→ TEXTE FOURNI:

La gare, le train, sont de palpitants lieux de vie en communauté. Il y a depuis quelques temps des signaux d’évolution et d’autres d’une insolente et inexplicable persistance.

entonnoir1

Aux débuts de mon expérience ferroviaire, il fallait se lever tôt pour ne pas se faire critiquer par la foule devant les guichets. Notez, SVP, la forme en entonnoir à laquelle tenait (tient) l’acheteur d’un billet de train moyen. Le bout de l’entonnoir étant la cible à atteindre : le guichetier. Celui qui a le sézame de vous faire passer en premier, au prix d’une bousculade de la joyeuse foule pas gênée pour deux sous de tant de contacts humains, de si bon matin. Et qui accepte une règle du jeu : qu’il n’y en ait pas et « que le meilleur gagne ! » Combien de fous rires perdus !

Pour acheter son billet, il fallait donc prendre l’entonnoir, pas la file.

→ DONNÉES EXTRAITES:
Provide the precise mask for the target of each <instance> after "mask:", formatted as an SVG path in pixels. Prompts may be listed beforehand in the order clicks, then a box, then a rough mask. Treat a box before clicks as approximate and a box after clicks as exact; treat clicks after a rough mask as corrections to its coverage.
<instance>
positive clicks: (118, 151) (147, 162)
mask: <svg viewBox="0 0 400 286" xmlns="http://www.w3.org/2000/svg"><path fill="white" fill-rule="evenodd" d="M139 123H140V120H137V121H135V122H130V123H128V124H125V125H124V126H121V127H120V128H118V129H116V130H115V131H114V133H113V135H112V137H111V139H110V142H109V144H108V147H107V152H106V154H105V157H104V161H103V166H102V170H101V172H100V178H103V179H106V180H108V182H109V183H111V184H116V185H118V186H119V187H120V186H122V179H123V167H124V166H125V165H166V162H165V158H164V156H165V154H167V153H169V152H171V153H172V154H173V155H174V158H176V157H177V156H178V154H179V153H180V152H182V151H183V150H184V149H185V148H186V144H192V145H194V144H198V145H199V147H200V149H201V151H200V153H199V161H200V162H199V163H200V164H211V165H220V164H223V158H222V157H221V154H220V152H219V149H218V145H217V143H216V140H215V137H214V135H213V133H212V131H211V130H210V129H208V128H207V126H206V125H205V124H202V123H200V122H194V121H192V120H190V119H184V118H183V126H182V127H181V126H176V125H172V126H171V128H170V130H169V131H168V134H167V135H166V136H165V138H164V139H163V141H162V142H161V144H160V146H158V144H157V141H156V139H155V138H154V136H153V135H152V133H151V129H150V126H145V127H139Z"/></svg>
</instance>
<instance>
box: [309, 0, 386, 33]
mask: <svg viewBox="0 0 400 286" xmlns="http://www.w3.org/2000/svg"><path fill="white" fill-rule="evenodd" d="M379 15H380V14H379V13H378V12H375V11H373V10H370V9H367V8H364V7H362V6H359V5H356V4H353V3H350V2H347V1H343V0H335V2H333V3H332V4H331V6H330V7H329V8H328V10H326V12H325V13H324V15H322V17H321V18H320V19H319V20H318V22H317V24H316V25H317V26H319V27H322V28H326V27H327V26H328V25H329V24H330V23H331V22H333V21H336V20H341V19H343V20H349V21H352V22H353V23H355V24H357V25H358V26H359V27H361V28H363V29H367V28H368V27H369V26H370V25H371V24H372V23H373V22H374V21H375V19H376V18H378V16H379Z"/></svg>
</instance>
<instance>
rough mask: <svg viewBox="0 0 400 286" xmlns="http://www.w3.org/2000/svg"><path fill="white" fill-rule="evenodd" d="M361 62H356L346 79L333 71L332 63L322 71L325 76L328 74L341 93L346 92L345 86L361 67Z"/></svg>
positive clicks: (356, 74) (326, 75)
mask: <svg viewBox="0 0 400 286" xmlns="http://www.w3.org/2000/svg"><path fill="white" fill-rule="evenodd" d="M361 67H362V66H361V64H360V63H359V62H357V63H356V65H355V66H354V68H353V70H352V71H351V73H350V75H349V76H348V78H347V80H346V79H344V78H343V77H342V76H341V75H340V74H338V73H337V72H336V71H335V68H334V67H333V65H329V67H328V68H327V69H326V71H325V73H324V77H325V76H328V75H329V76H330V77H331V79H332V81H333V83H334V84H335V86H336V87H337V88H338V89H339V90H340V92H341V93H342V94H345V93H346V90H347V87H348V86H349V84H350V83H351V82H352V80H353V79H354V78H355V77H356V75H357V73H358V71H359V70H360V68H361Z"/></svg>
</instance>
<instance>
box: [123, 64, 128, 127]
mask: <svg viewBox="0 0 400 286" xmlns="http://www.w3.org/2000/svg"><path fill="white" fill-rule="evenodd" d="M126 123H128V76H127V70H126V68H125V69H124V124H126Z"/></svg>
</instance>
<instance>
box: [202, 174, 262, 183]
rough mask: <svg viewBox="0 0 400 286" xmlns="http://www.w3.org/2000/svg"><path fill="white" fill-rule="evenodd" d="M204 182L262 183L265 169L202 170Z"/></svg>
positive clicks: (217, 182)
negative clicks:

→ TRAVAIL À FAIRE:
#1 D'après le texte sur les guichets de gare, quelle est la cible à atteindre au bout de l'entonnoir ?
#2 Reprenez le texte sur les guichets de gare et poursuivez-le à partir de sa dernière phrase.

→ RÉPONSES:
#1 Le guichetier.

#2
L’usager a en général une espèce de phobie: ne pas passer avant « l’autre », reflet de lui-même. Comme des miroirs chacun renvoie à l’autre sa hantise de ne pas être servi avant. Passer en premier, « au moins c’est gagné », comme si les billets allaient ne plus exister, la gare s’évaporer, les vivres s’arrêter, la famine s’installer, l’état d’urgence déclaré. Alors ça scrute au milieu de l’entonnoir, ça garde son territoire, ça pousse une jambe par ci, un sac par là, un petit bras sur la taille. Ça fait de la stratégie réflexologique. Vu de l’extérieur, l’entonnoir est mobile, vivant. Il s’y mène de petites, inconscientes, batailles d’égos dans une multiplicité de systèmes de représentations.

L’entonnoir humain est terriblement intrigant. Ou plutôt était. Car force et heureux est de constater une nette évolution dans le comportement, du moins dans l’axe le plus riche du Maroc Casa-Rabat.

Nowadays (pour faire véridique), l’Office qui gère les trains, a mis des bandes orange fluo par terre montrant là où il faut attendre son tour. De même, l’ONCF a mis des filets qui séparent les guichets. Ainsi, le concept de la rangée est représenté par ceux qui ne l’avaient pas dans la tête. Une file, prend la forme d’une ligne droite. Faites de pleins de points. Chaque point équidistant de l’autre. Respectueux de la ligne qui attend son tour. Les gens heureux achetaient leur billet dans le plus grand confort jusqu’à...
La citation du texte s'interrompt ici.